(DATASET RECORDS Opens)
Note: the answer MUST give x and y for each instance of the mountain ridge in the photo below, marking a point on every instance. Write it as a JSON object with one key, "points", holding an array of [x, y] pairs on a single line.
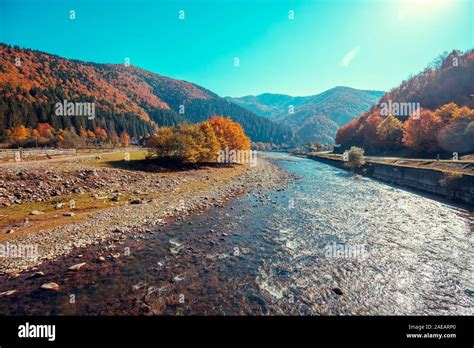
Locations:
{"points": [[128, 98], [315, 117]]}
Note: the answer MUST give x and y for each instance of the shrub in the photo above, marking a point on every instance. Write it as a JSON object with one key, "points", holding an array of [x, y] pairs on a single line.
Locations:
{"points": [[355, 158]]}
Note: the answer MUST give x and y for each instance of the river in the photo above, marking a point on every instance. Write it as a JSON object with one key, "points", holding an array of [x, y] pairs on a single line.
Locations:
{"points": [[333, 243]]}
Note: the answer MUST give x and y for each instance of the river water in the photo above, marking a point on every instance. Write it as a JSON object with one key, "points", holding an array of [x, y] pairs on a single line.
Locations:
{"points": [[333, 243]]}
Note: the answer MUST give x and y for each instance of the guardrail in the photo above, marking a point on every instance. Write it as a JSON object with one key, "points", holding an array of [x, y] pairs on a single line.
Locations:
{"points": [[20, 154]]}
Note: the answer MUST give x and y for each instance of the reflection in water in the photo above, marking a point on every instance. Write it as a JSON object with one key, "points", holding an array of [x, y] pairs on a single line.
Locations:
{"points": [[332, 243]]}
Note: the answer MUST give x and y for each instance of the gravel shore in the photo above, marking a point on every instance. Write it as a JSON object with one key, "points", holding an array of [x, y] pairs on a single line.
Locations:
{"points": [[181, 195]]}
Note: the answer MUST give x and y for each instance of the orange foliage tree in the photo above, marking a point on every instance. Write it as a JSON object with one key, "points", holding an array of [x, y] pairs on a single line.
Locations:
{"points": [[229, 134], [419, 133], [125, 139]]}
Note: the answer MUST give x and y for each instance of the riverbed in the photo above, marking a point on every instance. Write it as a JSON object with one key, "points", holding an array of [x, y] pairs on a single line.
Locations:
{"points": [[331, 243]]}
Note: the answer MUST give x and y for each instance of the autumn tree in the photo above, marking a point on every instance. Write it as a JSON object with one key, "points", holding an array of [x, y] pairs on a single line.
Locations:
{"points": [[125, 139], [390, 133], [229, 134], [45, 130], [100, 134], [458, 134], [18, 134], [420, 133]]}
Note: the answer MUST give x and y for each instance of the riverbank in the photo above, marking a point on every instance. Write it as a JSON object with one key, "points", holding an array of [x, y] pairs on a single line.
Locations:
{"points": [[453, 180], [111, 201]]}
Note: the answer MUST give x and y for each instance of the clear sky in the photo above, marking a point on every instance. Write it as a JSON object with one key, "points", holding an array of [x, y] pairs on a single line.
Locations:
{"points": [[367, 44]]}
(DATASET RECORDS Closes)
PROBLEM
The lines from the start of the records above through the line that holds "of the riverbed" are to be copied exactly, both ends included, and no pictures are to be copied.

EXERCISE OUTPUT
Note: the answer MUST give x and y for each instance of the mountain ridge in the photo below, marking a point on every instance. Write it as a JSON object with one key, "points", holding an array of [x, y] pairs on a single line.
Locations:
{"points": [[128, 98], [315, 117]]}
Note: the answer MUST give x and y for each instance of the shrub in the photo above, marking a point on every instance. Write it as a JSON object with one key, "points", holding an array of [x, y] pairs on a single line.
Locations:
{"points": [[355, 158]]}
Note: the answer MUST give x and y for each instance of the river in the photo above, marking a point on every instance. Write it as a JSON object with one key, "points", holding an array of [x, y] pairs on a single line.
Locations:
{"points": [[333, 243]]}
Note: the answer MUST give x and y for each instance of the river water in the photo above, marking a point on every instance. Write it as a JSON object with one key, "points", holding an array of [x, y] pairs on a single line.
Locations:
{"points": [[333, 243]]}
Note: the answer MUST give x and y for each instance of the guardrail in the photo above, marking a point on every instance. Write it as a JSON object with one key, "points", holding an array of [x, y] pairs on a single line.
Locations:
{"points": [[20, 154]]}
Note: the answer MUST give x and y for each instance of the reflection in water in the photo above, marking a point on every instance. Write it as a JSON object with one key, "points", holding an array of [x, y] pairs on a single line.
Locations:
{"points": [[332, 243]]}
Note: the answer MUST give x and y for each instance of the gravel shore in the photo above, marking a point on every instance. Write it as a JSON object with one key, "points", holding an array of [x, y] pairs on a single line.
Locations:
{"points": [[181, 195]]}
Note: the answer MUST give x and y for each instance of the orange foliage tree in the photo above, marking a point on every instance. Write it as a JSON object with one key, "points", holding an array of [x, y] pairs on a single line.
Locations:
{"points": [[229, 134], [419, 133], [125, 139]]}
Note: the answer MUST give x and y for each instance of the riverbed in the photo above, marking a point on every instance. Write it as a JSON object with one key, "points", holding an array of [x, y] pairs on a single line.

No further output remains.